Algorithms and big data are revolutionizing the way problems and day-to-day tasks are handled in our current world, allowing new insights to solve a range of problems including providing credit reports, stock recommendations, and now it’s being used to assess at risk children. It’s a radical change to allow an algorithm and big data to determine what decision should be made when it comes to whether a child needs immediate attention and to be taken out of their home. The Department of Child and Family Services (DCFS), as well as individual social workers, face enormous pressure in making such judgment calls, and these decisions can be life-changing for the children and families involved. Every day, social workers wonder if the children that they allowed to remain at their home the day prior will be safe and un-harmed. Given the predictive power of algorithms, the question arises about whether and how DCFS could leverage data science to determine which children are at risk and which children aren’t?

In 2013, Gabriel Fernandez, an 8-year-old boy in Los Angeles, was tortured and killed by his mother and his mother’s boyfriend. Netflix even created a series based on the events that took place in the Fernandez home. Despite four social workers and numerous police officers knowing about his situation, along with a teacher who had filed reports with DCFS, none of them removed him or made him visit a doctor (Young 2020). According to Julius Young from Fox News, “Numerous parties made attempts to highlight what was going on in the home; however, pleas by his teachers… fell on deaf ears.” Because social workers knew about the abuse prior to his death, this case received significant attention with a focus on the under-funded DCFS system that allowed yet another child to die.

You might be wondering how things went so wrong. How could a system be so broken and fail a child who was stuck in a home, unloved, and unheard? According to Dan Hurley from the New York Times, “Nationally, 42 percent of the four million allegations received in 2015, involving 7.2 million children, were screened out, often based on sound legal reasoning but also because of judgment calls, opinions, biases and beliefs” (Hurley 2018). Human error is inevitable and is manifest in many situations. Algorithms can limit this error, but do they take out the human?

This is where judgment comes into play. Bias, prior experiences, and pre-determined views can impact judgment and how people perceive situations. I’m not saying that the four social workers were right in their actions involving the Fernandez case, but I’m not saying they were wrong either. Human error is inevitable, but will reliance on algorithms alone prevent such error?

*INFORMATION GIVEN*:
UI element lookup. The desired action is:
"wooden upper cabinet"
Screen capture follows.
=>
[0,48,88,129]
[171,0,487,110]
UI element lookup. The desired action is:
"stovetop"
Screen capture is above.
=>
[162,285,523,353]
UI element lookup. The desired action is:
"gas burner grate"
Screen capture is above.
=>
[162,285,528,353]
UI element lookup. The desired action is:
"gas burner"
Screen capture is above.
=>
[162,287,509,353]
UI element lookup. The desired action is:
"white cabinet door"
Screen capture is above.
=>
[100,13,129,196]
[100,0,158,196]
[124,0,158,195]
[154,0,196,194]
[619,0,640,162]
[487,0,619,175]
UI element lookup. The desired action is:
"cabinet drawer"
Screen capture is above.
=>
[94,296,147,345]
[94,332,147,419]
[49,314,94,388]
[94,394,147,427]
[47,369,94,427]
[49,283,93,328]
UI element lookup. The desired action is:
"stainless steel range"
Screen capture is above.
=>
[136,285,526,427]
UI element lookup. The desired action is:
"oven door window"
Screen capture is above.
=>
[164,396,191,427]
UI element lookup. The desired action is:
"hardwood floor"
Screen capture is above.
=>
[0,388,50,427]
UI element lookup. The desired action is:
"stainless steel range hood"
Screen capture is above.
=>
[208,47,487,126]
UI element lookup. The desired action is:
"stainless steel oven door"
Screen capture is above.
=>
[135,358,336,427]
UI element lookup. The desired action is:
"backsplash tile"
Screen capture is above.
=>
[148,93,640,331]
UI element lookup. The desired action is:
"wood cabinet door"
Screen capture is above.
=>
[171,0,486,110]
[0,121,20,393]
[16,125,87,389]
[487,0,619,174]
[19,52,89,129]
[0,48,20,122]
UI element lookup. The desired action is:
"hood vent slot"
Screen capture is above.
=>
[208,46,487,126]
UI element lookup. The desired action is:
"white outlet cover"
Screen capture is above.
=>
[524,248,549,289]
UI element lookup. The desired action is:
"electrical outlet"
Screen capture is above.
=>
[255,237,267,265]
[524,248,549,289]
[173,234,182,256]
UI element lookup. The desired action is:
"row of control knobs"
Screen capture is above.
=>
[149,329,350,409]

*LIST OF TASKS*:
1 > According to the opening paragraph of the piece on child welfare algorithms, what uses do algorithms and big data have? List them all.
2 > Do these statements agree with the piece on child welfare algorithms? For each, answer yes or no and quote the words that decide it.
(a) Gabriel Fernandez was an 8-year-old boy living in Los Angeles.
(b) Nationally, more than half of the allegations received in 2015 were screened out.
(c) A teacher had filed reports with DCFS about Gabriel's situation.
3 > Turn the paragraph of the piece on child welfare algorithms that begins "In 2013, Gabriel Fernandez" into a short bulleted list that keeps its main facts.

*RESPONSES FOR EACH TASK*:
1 >
- Providing credit reports
- Stock recommendations
- Assessing at-risk children

2 >
(a) Yes: "an 8-year-old boy in Los Angeles"
(b) No: "42 percent of the four million allegations received in 2015, involving 7.2 million children, were screened out"
(c) Yes: "along with a teacher who had filed reports with DCFS"

3 >
- In 2013, Gabriel Fernandez, an 8-year-old boy in Los Angeles, was tortured and killed by his mother and his mother's boyfriend.
- Netflix created a series based on the events in the Fernandez home.
- Four social workers, numerous police officers, and a teacher who had filed reports with DCFS knew about his situation. None of them removed him or made him visit a doctor.
- Julius Young of Fox News wrote that pleas by his teachers "fell on deaf ears."
- Social workers knew about the abuse before his death, so the case drew significant attention to the under-funded DCFS system.